What is required
Produce an exact copy of the lines from the line containing "Expected: one pin per instance of the man's forehead, each" through the last line of the entries below, and only those lines.

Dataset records

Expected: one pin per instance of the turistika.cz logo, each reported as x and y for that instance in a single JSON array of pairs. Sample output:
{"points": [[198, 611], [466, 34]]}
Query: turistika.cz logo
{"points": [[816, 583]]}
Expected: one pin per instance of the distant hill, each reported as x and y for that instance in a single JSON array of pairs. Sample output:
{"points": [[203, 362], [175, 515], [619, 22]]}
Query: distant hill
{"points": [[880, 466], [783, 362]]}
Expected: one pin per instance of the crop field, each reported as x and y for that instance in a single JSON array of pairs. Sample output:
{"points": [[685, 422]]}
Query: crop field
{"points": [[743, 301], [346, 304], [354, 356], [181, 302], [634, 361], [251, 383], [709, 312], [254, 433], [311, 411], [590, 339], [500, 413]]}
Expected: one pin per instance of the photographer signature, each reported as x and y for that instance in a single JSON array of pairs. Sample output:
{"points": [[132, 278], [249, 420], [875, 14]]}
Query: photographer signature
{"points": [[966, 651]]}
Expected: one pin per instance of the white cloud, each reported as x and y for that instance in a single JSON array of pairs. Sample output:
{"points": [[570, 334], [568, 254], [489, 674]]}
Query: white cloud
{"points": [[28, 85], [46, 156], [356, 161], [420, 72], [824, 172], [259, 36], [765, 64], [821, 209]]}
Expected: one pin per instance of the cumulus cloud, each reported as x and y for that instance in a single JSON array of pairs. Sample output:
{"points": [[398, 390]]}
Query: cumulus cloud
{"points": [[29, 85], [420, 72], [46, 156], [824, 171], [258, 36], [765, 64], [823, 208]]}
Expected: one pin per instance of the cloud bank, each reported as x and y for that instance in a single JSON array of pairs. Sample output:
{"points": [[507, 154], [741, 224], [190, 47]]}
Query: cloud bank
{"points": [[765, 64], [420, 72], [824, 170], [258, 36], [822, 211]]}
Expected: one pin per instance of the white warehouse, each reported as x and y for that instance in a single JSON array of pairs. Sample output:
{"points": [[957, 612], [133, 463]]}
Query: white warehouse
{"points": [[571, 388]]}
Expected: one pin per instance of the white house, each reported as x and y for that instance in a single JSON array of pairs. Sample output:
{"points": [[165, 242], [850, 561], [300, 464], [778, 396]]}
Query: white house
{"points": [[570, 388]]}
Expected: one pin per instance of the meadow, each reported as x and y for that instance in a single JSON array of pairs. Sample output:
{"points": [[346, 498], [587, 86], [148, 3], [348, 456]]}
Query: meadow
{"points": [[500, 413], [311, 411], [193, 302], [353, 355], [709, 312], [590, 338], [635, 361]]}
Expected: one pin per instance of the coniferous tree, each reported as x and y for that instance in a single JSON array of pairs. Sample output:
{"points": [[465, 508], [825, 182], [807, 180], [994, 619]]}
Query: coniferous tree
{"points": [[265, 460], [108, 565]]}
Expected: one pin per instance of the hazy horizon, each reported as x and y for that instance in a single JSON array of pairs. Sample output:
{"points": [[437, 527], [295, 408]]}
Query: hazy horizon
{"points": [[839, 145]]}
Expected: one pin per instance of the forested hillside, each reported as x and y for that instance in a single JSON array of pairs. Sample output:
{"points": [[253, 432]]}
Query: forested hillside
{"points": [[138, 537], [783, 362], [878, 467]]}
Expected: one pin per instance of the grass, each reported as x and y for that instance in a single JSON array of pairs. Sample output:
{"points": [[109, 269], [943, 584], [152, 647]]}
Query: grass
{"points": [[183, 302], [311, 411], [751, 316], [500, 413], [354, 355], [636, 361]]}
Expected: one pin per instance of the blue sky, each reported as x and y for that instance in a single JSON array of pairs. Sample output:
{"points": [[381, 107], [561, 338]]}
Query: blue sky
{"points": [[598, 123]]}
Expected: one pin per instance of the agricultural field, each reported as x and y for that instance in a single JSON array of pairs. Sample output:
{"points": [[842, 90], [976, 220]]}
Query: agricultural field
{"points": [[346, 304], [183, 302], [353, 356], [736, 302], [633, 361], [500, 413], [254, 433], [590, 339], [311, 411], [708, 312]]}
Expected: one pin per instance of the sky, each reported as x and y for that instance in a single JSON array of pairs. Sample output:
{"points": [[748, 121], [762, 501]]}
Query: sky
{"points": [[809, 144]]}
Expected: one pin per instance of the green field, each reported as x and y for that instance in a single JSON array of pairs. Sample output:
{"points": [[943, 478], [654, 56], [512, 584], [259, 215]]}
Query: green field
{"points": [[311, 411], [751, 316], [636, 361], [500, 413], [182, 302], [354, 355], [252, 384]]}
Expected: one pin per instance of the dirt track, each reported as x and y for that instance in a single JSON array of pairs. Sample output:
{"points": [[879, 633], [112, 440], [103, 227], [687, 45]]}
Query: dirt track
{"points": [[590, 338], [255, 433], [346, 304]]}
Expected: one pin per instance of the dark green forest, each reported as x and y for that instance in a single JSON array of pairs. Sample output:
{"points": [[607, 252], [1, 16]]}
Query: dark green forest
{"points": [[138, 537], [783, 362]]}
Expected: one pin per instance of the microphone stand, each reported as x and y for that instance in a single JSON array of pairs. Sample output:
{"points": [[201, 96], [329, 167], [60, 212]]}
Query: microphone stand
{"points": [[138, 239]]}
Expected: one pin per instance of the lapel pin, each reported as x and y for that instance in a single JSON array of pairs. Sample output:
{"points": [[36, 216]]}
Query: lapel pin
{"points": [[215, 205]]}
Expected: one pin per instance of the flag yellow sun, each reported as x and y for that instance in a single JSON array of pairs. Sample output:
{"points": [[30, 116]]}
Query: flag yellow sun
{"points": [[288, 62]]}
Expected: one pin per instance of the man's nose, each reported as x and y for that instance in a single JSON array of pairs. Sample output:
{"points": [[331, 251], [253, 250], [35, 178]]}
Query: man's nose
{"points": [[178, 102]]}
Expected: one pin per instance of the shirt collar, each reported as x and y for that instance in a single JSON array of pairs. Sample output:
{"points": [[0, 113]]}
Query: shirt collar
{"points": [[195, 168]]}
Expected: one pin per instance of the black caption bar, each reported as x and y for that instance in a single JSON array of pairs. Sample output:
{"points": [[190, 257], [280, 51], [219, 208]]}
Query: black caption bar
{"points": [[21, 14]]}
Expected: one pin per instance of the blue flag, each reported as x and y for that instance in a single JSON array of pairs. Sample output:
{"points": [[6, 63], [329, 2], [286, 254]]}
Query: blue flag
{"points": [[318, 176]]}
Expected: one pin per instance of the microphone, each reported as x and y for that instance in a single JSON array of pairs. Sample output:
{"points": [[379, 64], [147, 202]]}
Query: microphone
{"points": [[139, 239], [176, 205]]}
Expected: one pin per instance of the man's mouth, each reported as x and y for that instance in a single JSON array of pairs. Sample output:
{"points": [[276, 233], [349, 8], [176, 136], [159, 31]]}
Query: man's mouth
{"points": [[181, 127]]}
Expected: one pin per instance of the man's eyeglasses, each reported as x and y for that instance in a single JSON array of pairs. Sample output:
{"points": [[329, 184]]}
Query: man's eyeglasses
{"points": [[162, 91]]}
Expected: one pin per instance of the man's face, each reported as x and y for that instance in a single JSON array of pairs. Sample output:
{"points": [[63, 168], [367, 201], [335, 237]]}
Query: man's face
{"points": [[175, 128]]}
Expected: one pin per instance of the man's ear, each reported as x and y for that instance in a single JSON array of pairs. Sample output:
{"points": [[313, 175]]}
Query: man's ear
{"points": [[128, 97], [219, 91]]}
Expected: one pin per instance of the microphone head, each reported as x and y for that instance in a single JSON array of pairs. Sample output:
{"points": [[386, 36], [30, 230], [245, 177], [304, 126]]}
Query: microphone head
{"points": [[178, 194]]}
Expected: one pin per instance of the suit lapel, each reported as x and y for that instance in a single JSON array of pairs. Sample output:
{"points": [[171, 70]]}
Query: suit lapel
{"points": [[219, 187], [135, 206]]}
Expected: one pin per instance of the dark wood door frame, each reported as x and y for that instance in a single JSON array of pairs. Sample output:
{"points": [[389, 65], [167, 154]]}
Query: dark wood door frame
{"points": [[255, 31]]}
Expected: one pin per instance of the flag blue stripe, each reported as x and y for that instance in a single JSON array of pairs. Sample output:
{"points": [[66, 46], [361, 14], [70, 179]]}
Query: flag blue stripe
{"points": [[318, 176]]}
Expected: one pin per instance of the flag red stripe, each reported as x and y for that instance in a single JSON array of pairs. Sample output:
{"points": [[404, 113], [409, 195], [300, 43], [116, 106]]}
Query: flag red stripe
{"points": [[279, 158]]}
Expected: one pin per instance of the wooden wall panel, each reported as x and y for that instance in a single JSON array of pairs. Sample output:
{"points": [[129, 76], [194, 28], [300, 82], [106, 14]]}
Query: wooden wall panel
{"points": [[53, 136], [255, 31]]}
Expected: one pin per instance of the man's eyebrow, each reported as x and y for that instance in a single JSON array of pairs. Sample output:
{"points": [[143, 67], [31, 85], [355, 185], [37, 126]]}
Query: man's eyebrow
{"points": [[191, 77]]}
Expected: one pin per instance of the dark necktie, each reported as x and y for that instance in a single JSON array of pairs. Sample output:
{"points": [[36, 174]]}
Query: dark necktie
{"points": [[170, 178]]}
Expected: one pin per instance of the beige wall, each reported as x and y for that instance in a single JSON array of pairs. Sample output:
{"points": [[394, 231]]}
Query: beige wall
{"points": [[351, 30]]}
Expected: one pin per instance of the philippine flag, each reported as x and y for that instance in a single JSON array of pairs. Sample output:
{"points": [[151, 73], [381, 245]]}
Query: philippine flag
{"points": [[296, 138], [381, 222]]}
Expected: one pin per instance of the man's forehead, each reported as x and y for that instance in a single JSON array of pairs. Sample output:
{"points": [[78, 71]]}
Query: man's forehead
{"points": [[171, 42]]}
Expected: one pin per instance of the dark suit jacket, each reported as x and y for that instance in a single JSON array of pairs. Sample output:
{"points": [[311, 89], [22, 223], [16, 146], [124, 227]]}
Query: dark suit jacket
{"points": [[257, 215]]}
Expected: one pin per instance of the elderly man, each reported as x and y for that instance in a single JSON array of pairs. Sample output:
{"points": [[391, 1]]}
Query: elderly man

Solved problem
Expected: one pin per instance of the man's forehead, each reported as x and y for that instance in a single JSON array of pairs. Sample output:
{"points": [[78, 71]]}
Query: man's forehead
{"points": [[171, 42]]}
Expected: one pin per instance of the dark suit jacket, each reported as x and y for that instance in a single JSON array of pairs. Sample output:
{"points": [[311, 89], [22, 223], [16, 146], [124, 227]]}
Query: dark suit jacket
{"points": [[257, 215]]}
Expected: one pin per instance of the elderly man, each reported as x and y for that instance in a single JSON array of pairs. Sample output:
{"points": [[391, 1]]}
Query: elderly man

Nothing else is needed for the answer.